Return every line of the material below verbatim, with nothing added, dropped, or altered.

************

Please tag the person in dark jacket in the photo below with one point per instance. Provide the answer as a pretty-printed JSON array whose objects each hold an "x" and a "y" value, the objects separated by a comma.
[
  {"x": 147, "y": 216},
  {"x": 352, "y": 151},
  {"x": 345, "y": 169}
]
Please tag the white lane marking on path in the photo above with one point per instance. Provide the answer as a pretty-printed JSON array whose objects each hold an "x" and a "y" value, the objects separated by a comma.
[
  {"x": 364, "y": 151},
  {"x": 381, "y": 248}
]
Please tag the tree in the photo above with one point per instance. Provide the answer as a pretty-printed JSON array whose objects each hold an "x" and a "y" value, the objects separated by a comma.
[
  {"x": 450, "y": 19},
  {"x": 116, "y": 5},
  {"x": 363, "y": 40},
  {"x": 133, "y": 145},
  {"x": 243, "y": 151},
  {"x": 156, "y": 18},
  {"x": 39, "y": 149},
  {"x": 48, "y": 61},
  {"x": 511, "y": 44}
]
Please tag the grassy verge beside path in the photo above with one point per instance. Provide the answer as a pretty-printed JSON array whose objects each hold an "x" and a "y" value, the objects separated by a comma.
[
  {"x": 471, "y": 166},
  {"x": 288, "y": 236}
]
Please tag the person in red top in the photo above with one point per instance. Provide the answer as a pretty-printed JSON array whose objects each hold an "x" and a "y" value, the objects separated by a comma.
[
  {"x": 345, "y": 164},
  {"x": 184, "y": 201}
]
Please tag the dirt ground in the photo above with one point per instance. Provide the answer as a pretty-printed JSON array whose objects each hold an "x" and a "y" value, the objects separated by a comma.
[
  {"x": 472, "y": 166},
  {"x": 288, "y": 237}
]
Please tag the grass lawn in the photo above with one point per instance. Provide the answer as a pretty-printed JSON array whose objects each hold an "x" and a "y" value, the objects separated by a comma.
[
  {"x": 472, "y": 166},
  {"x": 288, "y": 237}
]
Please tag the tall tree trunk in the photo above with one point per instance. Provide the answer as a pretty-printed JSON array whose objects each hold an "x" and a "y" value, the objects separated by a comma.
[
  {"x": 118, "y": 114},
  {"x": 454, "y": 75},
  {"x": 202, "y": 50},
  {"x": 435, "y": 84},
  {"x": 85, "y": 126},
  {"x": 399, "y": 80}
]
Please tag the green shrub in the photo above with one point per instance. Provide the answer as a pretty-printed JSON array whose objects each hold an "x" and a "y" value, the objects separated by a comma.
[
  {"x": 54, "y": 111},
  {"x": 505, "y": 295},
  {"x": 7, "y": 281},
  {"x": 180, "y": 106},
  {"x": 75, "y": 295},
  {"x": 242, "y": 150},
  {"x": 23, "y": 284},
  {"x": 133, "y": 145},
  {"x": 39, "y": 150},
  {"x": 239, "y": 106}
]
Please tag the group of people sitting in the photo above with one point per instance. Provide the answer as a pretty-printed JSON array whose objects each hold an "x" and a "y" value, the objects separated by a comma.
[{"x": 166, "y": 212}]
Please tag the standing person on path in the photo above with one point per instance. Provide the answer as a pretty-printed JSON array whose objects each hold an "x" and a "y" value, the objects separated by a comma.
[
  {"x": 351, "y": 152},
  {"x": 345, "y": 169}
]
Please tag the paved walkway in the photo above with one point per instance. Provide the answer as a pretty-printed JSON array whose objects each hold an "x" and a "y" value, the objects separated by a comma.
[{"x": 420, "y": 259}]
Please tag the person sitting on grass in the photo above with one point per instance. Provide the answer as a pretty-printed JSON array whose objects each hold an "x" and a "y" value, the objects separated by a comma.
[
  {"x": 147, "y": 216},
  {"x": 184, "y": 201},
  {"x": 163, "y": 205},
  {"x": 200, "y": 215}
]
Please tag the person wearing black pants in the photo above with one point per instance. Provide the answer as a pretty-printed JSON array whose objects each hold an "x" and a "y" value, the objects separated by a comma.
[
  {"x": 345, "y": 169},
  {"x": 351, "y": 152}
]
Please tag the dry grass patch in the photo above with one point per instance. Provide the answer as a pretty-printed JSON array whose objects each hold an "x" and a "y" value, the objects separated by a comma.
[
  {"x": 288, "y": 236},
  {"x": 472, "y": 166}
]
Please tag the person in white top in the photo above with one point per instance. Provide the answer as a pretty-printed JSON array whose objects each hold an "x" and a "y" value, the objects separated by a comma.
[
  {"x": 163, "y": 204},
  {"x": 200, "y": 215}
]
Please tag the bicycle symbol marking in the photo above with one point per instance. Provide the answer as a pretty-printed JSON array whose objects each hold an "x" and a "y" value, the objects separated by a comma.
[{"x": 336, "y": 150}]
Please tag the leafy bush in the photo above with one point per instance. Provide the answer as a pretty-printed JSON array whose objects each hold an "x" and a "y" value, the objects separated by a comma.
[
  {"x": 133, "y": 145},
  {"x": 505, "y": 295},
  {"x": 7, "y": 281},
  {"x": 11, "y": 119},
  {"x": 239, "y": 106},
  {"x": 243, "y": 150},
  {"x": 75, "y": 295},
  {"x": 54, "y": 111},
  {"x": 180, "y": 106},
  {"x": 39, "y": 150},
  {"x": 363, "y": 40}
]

************

- [Answer]
Please tag the person in dark jacket in the photo below with one point per instance. Provide the answer as a pretty-printed JSON array whose objects each hold an "x" and a "y" value, the objects separated by a comma.
[
  {"x": 147, "y": 216},
  {"x": 352, "y": 151},
  {"x": 345, "y": 169}
]
Please tag the white lane marking on path in the photo above with one point per instance. Provide the answer as a pretty-printed JSON array whose objects each hold an "x" and a "y" value, the objects separated by a comma.
[
  {"x": 364, "y": 151},
  {"x": 381, "y": 248}
]
Please tag the tree in the photo above with one point per instance. Provide the answer as a pretty-printed JSON array whose objects each hold an "x" and a "y" value, the objects separated by a comma.
[
  {"x": 450, "y": 19},
  {"x": 116, "y": 5},
  {"x": 363, "y": 40},
  {"x": 133, "y": 145},
  {"x": 243, "y": 151},
  {"x": 156, "y": 18},
  {"x": 39, "y": 149},
  {"x": 48, "y": 61},
  {"x": 511, "y": 44}
]
Please tag the grassy verge beside path in the photo above with one point per instance. Provide the answer as a pretty-printed JSON array whose objects each hold an "x" and a "y" value, the objects separated by a comma.
[
  {"x": 471, "y": 166},
  {"x": 288, "y": 236}
]
Please tag the person in red top in the photo above with one point per instance. Provide the answer as a pretty-printed JSON array whose objects each hold an "x" and a "y" value, the objects separated by a comma.
[
  {"x": 345, "y": 164},
  {"x": 184, "y": 201}
]
Please tag the dirt ground in the photo above with one point per instance. Provide the answer as a pretty-printed JSON array whose objects each hold an "x" and a "y" value, the objects separated by a comma.
[
  {"x": 472, "y": 166},
  {"x": 288, "y": 237}
]
Please tag the grass lawn in the photo above with one point per instance. Provide the answer as a pretty-printed JSON array whose objects each hold an "x" and a "y" value, the objects separated by a comma.
[
  {"x": 472, "y": 166},
  {"x": 288, "y": 237}
]
Please tag the tall tree trunk in the photo above with one point per instance. Provide the answer as a pretty-printed JSON array whose objects each hold an "x" and a "y" value, the objects separated by a comma.
[
  {"x": 118, "y": 114},
  {"x": 454, "y": 75},
  {"x": 202, "y": 50},
  {"x": 435, "y": 84},
  {"x": 85, "y": 126},
  {"x": 399, "y": 80}
]
Please tag the green shrub in the photo above with one point per instance. Provide the answer as a pretty-printed JSON array whose objects each hold an "x" and a "y" value, the objects separated by a comma.
[
  {"x": 54, "y": 111},
  {"x": 505, "y": 295},
  {"x": 7, "y": 281},
  {"x": 180, "y": 106},
  {"x": 75, "y": 295},
  {"x": 242, "y": 150},
  {"x": 23, "y": 284},
  {"x": 133, "y": 145},
  {"x": 39, "y": 150},
  {"x": 239, "y": 106}
]
Please tag the group of people sitting in the photo above with one point per instance. Provide the answer as a pretty-printed JSON array whose objects each hold an "x" and a "y" value, the objects separated by a comma.
[{"x": 166, "y": 212}]
Please tag the standing person on path in the photo above with one point per instance. Provide the answer as a pretty-printed JSON array whose objects each hold an "x" and a "y" value, the objects separated by a comma.
[
  {"x": 351, "y": 152},
  {"x": 345, "y": 169}
]
Please tag the paved walkway in the photo above with one point per instance. Provide the answer as a pretty-printed JSON array whose objects each hold an "x" and a "y" value, the objects separated by a comma.
[{"x": 420, "y": 259}]
Please tag the person sitting on grass in the photo above with one point per instance. Provide the answer as a pretty-printed JSON array whose objects each hold an "x" and a "y" value, the objects separated by a comma.
[
  {"x": 147, "y": 216},
  {"x": 184, "y": 201},
  {"x": 163, "y": 205},
  {"x": 200, "y": 215}
]
Please tag the person wearing black pants in the photo above with one point per instance. Provide the answer as a pretty-printed JSON array whose objects each hold an "x" and a "y" value, the objects separated by a comma.
[
  {"x": 345, "y": 169},
  {"x": 351, "y": 152}
]
Please tag the dry grass patch in the photo above with one point per instance. Provide the answer as a pretty-printed JSON array whose objects each hold an "x" and a "y" value, the objects separated by a comma.
[
  {"x": 288, "y": 236},
  {"x": 472, "y": 166}
]
Please tag the person in white top in the photo above with one point per instance. Provide the answer as a pretty-printed JSON array whose objects each hold an "x" and a "y" value, the objects separated by a comma.
[
  {"x": 163, "y": 204},
  {"x": 200, "y": 215}
]
Please tag the bicycle symbol marking in the photo above with one point per instance. Provide the answer as a pretty-printed JSON array whose objects each hold an "x" and a "y" value, the objects separated by a comma.
[{"x": 336, "y": 150}]
Please tag the leafy bush in the photo above with one point per instance. Provide the answer as a pretty-printed JSON array whose objects each hold an "x" and a "y" value, the objects separated by a comma.
[
  {"x": 133, "y": 145},
  {"x": 505, "y": 295},
  {"x": 7, "y": 281},
  {"x": 11, "y": 119},
  {"x": 239, "y": 106},
  {"x": 243, "y": 150},
  {"x": 75, "y": 295},
  {"x": 54, "y": 111},
  {"x": 180, "y": 106},
  {"x": 39, "y": 150},
  {"x": 363, "y": 40}
]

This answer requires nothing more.